## Exercise materials
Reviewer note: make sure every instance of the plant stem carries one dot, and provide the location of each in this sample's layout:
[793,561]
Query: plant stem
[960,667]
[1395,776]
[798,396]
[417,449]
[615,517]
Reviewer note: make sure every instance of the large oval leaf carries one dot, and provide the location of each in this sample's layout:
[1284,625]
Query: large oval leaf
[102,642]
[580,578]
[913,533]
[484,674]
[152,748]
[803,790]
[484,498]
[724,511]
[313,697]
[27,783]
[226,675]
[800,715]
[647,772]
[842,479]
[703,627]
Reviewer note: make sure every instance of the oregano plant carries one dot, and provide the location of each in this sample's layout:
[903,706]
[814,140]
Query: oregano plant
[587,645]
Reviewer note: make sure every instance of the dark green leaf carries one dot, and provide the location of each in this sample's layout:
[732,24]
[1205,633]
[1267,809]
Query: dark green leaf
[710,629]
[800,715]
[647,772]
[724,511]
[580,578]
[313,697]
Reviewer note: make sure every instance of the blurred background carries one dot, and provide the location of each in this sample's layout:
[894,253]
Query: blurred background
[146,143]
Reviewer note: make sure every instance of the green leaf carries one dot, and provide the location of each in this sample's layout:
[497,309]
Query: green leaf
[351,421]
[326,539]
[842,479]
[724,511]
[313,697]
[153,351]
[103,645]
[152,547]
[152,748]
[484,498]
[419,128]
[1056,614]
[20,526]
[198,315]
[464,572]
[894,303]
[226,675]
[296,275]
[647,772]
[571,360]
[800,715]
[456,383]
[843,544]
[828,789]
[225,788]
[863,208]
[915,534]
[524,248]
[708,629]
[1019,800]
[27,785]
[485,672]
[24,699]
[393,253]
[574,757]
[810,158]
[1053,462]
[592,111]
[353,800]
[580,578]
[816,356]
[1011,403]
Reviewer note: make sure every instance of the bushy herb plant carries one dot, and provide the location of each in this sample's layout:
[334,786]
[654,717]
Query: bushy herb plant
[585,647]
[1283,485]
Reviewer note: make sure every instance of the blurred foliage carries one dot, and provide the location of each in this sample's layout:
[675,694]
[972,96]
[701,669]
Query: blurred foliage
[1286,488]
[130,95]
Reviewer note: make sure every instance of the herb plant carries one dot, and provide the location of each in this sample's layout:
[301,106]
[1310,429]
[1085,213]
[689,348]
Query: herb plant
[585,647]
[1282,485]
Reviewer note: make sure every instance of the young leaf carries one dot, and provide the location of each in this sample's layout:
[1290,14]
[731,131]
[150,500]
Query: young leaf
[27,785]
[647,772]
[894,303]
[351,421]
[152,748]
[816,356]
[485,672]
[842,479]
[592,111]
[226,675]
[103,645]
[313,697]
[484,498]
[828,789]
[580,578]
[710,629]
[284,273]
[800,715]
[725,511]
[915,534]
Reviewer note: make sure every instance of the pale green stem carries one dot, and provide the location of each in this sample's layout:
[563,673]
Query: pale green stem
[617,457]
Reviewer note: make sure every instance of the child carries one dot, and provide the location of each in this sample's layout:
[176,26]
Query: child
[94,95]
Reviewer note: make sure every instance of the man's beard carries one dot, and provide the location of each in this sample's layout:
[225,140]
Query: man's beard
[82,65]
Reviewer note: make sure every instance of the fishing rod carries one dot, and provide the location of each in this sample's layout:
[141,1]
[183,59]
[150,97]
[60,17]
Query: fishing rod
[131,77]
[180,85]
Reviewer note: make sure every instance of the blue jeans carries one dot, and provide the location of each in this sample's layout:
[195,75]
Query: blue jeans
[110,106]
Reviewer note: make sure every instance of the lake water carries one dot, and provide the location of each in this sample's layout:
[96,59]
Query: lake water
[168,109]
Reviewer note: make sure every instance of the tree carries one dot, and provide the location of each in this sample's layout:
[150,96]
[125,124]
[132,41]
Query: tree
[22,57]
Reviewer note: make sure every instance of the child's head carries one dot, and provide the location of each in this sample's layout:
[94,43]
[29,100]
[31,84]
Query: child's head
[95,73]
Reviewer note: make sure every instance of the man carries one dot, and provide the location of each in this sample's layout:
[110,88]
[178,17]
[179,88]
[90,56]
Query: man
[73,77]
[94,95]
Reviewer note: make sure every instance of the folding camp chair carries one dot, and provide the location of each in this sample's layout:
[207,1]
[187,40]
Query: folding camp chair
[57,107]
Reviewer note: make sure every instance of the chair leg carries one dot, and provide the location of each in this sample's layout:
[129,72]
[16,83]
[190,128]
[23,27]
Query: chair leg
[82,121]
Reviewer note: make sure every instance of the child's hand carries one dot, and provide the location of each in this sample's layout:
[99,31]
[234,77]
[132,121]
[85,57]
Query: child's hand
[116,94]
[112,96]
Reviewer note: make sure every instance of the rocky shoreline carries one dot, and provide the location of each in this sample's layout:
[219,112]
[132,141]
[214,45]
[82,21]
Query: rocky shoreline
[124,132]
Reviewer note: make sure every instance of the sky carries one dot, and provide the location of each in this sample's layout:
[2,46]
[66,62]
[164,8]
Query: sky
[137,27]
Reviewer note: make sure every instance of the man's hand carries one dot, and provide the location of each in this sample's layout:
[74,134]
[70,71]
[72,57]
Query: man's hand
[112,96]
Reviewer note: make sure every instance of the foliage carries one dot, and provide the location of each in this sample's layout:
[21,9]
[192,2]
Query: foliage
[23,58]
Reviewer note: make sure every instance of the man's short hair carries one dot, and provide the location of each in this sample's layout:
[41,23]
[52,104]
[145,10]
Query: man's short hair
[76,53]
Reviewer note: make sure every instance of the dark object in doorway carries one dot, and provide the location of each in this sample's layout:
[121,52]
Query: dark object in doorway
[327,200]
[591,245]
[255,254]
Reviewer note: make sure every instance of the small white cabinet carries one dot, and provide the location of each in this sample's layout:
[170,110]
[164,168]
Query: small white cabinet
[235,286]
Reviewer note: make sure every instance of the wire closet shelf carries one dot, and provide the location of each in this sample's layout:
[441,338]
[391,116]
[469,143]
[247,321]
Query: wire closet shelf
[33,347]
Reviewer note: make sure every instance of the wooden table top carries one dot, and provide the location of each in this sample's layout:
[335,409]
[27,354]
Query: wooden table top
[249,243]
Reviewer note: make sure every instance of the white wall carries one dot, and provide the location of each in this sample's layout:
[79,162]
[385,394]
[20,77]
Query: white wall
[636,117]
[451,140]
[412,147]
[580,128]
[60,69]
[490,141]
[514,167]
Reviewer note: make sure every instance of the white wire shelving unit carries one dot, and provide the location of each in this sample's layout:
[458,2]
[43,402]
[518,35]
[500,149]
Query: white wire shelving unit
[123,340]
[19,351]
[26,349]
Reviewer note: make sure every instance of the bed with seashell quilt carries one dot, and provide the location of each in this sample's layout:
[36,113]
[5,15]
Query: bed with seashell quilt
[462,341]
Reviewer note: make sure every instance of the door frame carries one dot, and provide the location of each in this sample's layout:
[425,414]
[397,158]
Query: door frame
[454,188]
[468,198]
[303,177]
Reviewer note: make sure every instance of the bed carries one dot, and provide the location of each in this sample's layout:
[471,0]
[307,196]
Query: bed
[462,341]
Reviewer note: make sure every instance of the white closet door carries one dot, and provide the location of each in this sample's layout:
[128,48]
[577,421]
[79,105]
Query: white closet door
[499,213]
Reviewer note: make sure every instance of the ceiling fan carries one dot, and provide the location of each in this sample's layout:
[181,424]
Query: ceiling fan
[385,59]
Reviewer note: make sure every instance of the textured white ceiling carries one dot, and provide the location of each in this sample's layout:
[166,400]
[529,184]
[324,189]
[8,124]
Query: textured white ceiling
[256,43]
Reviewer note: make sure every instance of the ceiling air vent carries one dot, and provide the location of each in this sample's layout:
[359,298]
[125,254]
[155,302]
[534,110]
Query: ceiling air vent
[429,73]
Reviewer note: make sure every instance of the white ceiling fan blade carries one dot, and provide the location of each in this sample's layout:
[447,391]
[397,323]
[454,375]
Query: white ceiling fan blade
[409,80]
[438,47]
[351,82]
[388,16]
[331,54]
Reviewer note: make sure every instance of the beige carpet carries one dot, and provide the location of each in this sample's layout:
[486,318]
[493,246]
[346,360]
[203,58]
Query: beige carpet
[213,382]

## Written problem
Could you repeat the entries above word for word, starting at the line that contains "Reviewer note: make sure every instance of the textured" and stopping after the last line of the entries?

## Answer to this task
Reviewer note: make sure every instance of the textured white ceiling carries one dot, and provide the location of each in this sample's layout:
[166,400]
[529,184]
[324,189]
[8,124]
Query: textured white ceiling
[256,43]
Reviewer note: make sure every instance of the ceiling air vent carries one dot, and provide the location of each in this sample's layout:
[359,298]
[125,254]
[155,302]
[534,110]
Query: ceiling air vent
[429,73]
Reviewer note: make sure every instance of the white ceiling fan blade carries one dot, and provide the location of each in this sample's layout:
[447,391]
[397,323]
[454,375]
Query: white ceiling fan blade
[409,80]
[438,47]
[351,82]
[388,16]
[331,54]
Reviewer note: make sure every instance of the beige carpet carries one dot, and provide the location of each in this sample's layout:
[486,318]
[493,246]
[346,360]
[203,58]
Query: beige carpet
[213,382]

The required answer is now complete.